Anna L. Tang was today permitted to return to her home in Brighton, where she may remain under the same restrictions she was subject to prior to her trial, for the past three years.

When she was found not guilty by reason of insanity on Wednesday, Dec. 8, Judge Bruce R. Henry ordered her to undergo psychiatric evaluation at the Solomon Carter Fuller Mental Health Center. She had been charged with attempted murder, home invasion, and assault, all in connection with the Oct. 2007 stabbing of Wolfe B. Styke ’11 in his Next House dorm room. Tang has been confined to the Fuller since then, and arrived at the court today in handcuffs.

The prosecution today argued that Tang should be kept in confinement at the Fuller or incarcerated in a jail. The defense argued that because the written report from the Fuller concludes that Tang does not pose a danger to herself or to others, Tang should be released. But in a compromise move, the defense told the judge that Tang would be happy to accept the same conditions she was under previously — with the exception of $5,000 bail which had already been returned to Tang’s mother.

──────

- _ASSIGNMENT_: Write the next part of the court report on Anna L. Tang's release, beginning after its final sentence. The entries below have no connection to the court report about Anna L. Tang.

- _SUPPLIED RECORDS_:

──────

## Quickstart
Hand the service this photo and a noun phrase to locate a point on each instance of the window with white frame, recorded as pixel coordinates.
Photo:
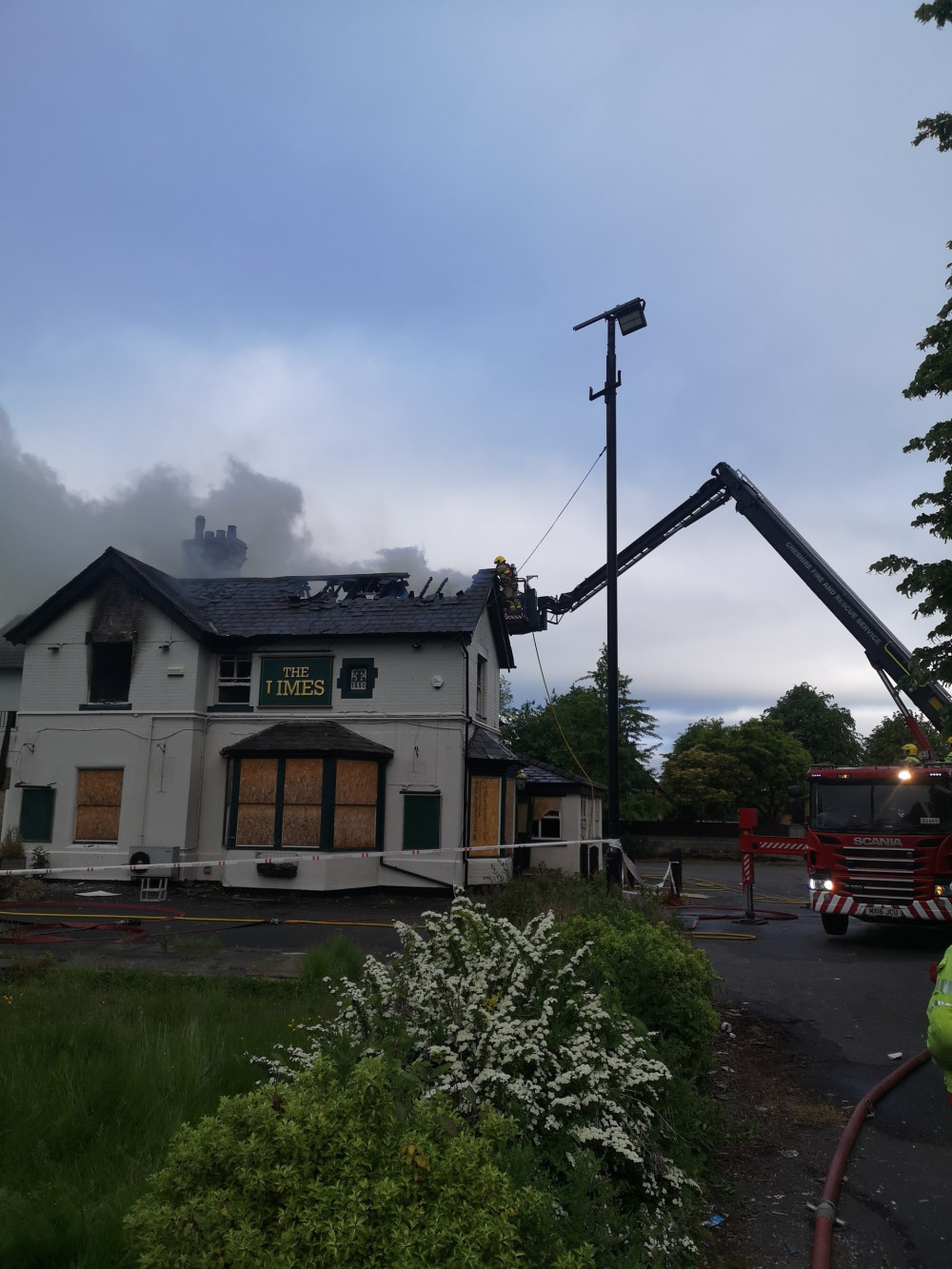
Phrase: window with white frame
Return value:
(482, 663)
(234, 681)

──────

- _SOLVED EXERCISE_:
The judge granted the defense’s compromise request just before 1 p.m. today. Tang will once gain undergo GPS monitoring with an ankle bracelet, must not enter Cambridge or MIT or be near Wolfe Styke, and may leave home only for activities approved by the Court and her probation officer, which include exercise, visits with doctors (which are quite frequent), and attendance at church.